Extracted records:
**********
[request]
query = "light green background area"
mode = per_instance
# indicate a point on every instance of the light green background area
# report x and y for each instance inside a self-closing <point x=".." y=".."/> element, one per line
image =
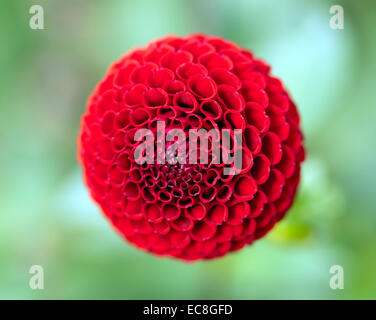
<point x="47" y="218"/>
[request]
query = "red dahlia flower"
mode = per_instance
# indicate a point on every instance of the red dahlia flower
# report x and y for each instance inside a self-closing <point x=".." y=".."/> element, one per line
<point x="193" y="211"/>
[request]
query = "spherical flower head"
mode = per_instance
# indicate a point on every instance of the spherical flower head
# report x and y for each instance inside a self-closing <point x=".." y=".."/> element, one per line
<point x="193" y="210"/>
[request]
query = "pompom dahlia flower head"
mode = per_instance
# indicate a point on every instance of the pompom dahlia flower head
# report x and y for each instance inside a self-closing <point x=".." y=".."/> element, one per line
<point x="191" y="211"/>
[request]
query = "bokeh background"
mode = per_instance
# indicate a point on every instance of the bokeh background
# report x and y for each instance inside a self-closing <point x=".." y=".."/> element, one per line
<point x="47" y="218"/>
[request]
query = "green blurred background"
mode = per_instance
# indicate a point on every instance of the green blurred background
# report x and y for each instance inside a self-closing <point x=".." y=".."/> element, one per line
<point x="47" y="218"/>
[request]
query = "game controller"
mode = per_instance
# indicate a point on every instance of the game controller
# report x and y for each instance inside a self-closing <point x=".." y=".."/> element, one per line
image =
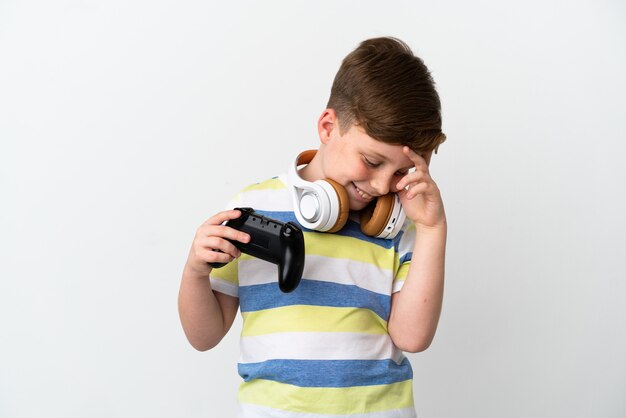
<point x="274" y="241"/>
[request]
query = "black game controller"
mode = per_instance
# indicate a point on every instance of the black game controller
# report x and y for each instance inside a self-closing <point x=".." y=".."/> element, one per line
<point x="274" y="241"/>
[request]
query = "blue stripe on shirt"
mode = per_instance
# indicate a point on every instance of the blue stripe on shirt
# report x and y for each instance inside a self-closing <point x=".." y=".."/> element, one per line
<point x="316" y="293"/>
<point x="328" y="373"/>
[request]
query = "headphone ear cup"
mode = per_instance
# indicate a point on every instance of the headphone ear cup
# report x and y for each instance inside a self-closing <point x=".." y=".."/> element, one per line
<point x="374" y="217"/>
<point x="344" y="205"/>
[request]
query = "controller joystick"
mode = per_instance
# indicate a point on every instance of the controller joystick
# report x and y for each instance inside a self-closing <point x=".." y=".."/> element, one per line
<point x="274" y="241"/>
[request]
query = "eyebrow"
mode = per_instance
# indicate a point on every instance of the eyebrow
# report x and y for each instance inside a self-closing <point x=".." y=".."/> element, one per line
<point x="384" y="158"/>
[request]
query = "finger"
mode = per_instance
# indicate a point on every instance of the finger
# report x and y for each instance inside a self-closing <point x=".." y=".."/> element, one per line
<point x="222" y="217"/>
<point x="416" y="189"/>
<point x="224" y="231"/>
<point x="416" y="176"/>
<point x="212" y="256"/>
<point x="213" y="244"/>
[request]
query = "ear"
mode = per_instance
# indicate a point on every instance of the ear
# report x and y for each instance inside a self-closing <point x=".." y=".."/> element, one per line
<point x="326" y="124"/>
<point x="427" y="156"/>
**********
▶ What you are asked to do: Print the data exactly, from its first line to the line containing "# indicate a point on every instance of the black", both included. Omit the pictures.

▶ Response for this exercise:
[request]
query = "light green background area"
mode = per_instance
# indicate a point on every instance of the light green background area
# report x and y for each instance inside a self-closing <point x=".." y=".."/> element, one per line
image =
<point x="47" y="218"/>
[request]
query = "red dahlia flower"
mode = per_instance
# indicate a point on every instance of the red dahlia flower
# report x and y for each instance inside a self-closing <point x=".." y=".."/> element, one per line
<point x="193" y="211"/>
[request]
query = "spherical flower head"
mode = per_instance
# indicate a point on every instance of the spherical flower head
# report x and y for each instance inside a self-closing <point x=".." y=".."/> element, one per line
<point x="193" y="210"/>
[request]
query = "pompom dahlia flower head"
mode = per_instance
# indicate a point on every instance of the pompom dahlia flower head
# report x and y for each instance inside a self-closing <point x=".." y=".."/> element, one per line
<point x="191" y="211"/>
[request]
query = "bokeh background"
mode = per_instance
# indicate a point on every instance of the bokeh background
# report x and y for each instance inside a self-closing <point x=".." y=".."/> element, one per line
<point x="47" y="218"/>
[request]
query = "green blurred background"
mode = per_instance
# indicate a point on every instance of the green blurred background
# report x and y for each instance inside a self-closing <point x=".." y=".."/> element, one per line
<point x="47" y="218"/>
[request]
query = "game controller"
mode = per_instance
# indicate a point on every instance of the game controller
# report x and y for each instance inside a self-closing <point x=".." y=".."/> element, one per line
image =
<point x="274" y="241"/>
[request]
query = "black game controller"
mode = per_instance
# indicate a point on every instance of the black game controller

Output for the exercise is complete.